- [Direction A]: Show every line of the records that contains the word "blue".

- [Excerpt]:
____________________

Our last six articles have described in detail the teaching philosophy behind our book Accelerated C++: Practical Programming by Example:1
  • Explain how to use language or library facilities before explaining how they work.
  • Motivate each facility with a problem that uses that facility as an integral part of its solution. The problem must be interesting in its own right, and not merely constructed to demonstrate the facility.
  • Present the most useful ideas first.

From a teaching perspective, the first parts of the book are the most interesting. There is a good deal of material that any book that purports to teach C++ programming must eventually cover, so whatever a book does not cover at the beginning it must cover later. The interest is in what parts the book describes first, and how useful those parts are to the programmer. We have described approximately one-third of the book. It is probably near this point that the book has departed furthest from conventional teaching strategies. We can see just how far this departure is by summarizing the important ideas we have covered by this point in the book and those we haven't yet covered:

  • We have covered the string type from the standard library, but not the char* type that is familiar to most C and C++ programmers.
  • We have covered the vector and list types, but not built-in arrays.
  • We have covered iterators and iterator operations, but not pointers.
  • We have covered several library algorithms, such as copy and find, but not the more primitive library functions such as strcpy and strchr.

In order to show how useful the subset of C++ is that we have described so far, we will solve one of the more interesting exercises from the book.1 It is number 5-1 and appears on page 99:

Design and implement a program to produce a permuted index. A permuted index is one in which each phrase is indexed by every word in the phrase. So, given the following input,

           The quick brown fox
           jumped over the fence
the output would be

            The quick    brown fox
    jumped over the    fence
    The quick brown    fox
                            jumped over the fence
                jumped    over the fence
                    The    quick brown fox
          jumped over   the fence
                            The quick brown fox

A good algorithm is suggested in The AWK Programming Language.3 That solution divides the problem into three steps:

  1. Read each line of the input and generate a set of rotations of that line. Each rotation puts the next word of the input in the first position and rotates the previous first word to the end of the phrase. So the output of this phase for the first line of our input would be
                 The quick brown fox
                 quick brown fox The
                 brown fox The quick
                 fox The quick brown
    Of course, it will be important to know where the original phrase ends and where the rotated beginning begins.

____________________

- [Direction B]: According to the excerpt on teaching with Accelerated C++, what is the number of the permuted-index exercise, and on which page does it appear?

____________________

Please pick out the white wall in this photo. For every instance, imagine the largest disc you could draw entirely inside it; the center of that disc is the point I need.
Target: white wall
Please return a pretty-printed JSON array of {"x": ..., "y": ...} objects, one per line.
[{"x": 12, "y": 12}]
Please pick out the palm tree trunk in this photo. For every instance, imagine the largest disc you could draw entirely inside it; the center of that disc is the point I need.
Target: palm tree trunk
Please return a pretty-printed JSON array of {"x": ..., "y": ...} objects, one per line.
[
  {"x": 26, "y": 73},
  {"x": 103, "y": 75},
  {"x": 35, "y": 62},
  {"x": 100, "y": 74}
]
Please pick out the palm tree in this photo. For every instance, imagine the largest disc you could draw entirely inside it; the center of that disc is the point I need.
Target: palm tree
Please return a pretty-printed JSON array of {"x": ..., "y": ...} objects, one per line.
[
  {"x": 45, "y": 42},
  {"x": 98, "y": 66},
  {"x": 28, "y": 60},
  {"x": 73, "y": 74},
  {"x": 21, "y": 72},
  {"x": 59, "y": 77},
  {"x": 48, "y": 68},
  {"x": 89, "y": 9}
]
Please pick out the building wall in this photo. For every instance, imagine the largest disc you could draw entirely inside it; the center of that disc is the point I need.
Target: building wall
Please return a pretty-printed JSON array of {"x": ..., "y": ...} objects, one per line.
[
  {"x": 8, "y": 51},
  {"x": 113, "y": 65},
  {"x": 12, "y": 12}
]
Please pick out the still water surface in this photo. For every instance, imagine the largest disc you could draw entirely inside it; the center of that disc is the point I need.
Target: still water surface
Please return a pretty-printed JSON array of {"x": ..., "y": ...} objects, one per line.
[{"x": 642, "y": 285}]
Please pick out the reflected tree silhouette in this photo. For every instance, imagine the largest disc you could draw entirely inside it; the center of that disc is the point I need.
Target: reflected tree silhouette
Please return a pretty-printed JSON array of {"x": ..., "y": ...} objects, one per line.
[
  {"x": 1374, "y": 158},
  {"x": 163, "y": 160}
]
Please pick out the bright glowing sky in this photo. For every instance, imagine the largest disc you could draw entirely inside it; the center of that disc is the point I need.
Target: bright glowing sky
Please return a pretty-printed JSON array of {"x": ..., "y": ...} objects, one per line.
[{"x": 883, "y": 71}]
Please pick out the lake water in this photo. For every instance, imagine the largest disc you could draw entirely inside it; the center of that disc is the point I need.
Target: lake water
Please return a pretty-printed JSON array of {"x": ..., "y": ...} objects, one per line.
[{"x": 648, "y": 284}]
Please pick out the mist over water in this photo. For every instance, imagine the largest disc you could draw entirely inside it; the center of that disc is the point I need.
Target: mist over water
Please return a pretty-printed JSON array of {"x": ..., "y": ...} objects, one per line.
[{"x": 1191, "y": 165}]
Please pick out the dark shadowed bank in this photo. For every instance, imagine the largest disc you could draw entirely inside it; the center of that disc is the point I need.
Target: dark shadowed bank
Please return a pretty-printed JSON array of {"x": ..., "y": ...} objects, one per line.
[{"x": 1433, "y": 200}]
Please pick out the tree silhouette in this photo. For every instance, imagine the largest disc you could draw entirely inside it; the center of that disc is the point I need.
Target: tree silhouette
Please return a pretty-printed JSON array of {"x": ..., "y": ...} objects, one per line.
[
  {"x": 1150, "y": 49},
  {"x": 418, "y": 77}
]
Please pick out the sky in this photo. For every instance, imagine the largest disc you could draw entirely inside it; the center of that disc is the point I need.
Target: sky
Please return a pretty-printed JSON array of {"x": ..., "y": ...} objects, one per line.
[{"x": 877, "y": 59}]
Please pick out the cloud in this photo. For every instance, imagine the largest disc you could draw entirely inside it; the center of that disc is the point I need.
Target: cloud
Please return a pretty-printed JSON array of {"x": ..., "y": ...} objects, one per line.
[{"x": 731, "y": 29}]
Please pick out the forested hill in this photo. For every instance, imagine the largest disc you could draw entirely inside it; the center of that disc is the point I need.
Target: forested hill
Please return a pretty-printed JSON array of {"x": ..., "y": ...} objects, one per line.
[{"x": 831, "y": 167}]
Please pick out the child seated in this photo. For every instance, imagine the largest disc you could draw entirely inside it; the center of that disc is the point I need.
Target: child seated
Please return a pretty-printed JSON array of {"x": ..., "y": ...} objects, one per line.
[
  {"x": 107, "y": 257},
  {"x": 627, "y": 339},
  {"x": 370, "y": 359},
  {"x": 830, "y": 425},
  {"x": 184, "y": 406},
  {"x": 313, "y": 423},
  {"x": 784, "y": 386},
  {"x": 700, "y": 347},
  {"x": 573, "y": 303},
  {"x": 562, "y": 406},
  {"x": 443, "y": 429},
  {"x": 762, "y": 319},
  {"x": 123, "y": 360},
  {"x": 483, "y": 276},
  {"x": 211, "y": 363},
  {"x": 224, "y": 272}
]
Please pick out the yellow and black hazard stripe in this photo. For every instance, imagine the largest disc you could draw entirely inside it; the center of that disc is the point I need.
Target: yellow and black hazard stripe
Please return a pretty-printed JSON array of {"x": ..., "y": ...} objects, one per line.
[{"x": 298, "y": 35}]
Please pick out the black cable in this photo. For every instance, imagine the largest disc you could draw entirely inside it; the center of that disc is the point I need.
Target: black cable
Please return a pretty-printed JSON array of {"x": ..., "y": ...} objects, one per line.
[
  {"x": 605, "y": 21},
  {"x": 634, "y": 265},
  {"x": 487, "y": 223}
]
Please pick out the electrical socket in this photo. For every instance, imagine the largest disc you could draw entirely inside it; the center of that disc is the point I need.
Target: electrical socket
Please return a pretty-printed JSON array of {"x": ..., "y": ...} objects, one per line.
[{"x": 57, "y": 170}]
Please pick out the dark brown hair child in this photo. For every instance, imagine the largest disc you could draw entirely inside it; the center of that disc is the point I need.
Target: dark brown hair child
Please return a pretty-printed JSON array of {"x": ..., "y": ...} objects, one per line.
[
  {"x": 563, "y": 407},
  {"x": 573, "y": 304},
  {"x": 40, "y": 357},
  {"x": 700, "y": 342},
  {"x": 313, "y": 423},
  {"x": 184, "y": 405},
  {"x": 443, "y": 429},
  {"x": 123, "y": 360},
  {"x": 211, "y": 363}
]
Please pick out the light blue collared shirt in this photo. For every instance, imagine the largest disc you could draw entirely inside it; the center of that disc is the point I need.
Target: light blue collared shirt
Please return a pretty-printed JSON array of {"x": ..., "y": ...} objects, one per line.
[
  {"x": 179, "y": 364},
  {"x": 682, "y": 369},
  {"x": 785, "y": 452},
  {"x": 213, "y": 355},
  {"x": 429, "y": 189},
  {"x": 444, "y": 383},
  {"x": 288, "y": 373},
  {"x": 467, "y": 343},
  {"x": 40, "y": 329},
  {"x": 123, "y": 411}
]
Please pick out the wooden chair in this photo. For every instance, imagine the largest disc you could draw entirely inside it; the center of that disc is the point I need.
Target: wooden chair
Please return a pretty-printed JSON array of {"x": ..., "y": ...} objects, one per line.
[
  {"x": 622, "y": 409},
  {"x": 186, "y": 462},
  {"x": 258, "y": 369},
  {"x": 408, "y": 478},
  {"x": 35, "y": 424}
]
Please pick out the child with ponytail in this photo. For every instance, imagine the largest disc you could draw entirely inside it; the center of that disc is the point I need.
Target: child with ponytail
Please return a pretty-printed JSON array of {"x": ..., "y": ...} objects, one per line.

____________________

- [Answer A]:
Please pick out the light blue collared shirt in this photo. For every instance, imagine the largest disc you could draw entirely inside it; the center of that disc is the point I need.
Target: light blue collared shirt

- [Answer B]: It is exercise 5-1, on page 99.